● Goal: How many lines in the records below contain the string "kitchen", matching case exactly? Reply with the number alone.

** Start Source records **

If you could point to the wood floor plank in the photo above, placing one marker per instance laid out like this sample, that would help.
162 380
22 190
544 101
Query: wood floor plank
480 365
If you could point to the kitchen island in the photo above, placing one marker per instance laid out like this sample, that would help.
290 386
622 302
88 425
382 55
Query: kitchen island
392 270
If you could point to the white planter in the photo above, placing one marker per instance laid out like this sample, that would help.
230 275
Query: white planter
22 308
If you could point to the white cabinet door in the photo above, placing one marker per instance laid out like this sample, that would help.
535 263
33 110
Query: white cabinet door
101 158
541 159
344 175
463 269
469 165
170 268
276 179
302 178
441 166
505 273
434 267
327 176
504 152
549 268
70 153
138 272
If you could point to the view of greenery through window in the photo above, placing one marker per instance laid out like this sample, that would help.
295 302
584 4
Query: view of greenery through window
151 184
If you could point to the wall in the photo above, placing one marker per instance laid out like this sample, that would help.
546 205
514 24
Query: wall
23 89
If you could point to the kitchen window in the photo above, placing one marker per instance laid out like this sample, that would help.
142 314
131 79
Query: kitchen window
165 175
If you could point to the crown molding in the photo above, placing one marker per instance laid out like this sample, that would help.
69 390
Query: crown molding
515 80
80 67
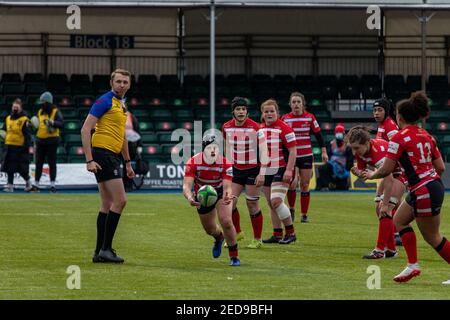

** End Source records **

● Expected answer: 4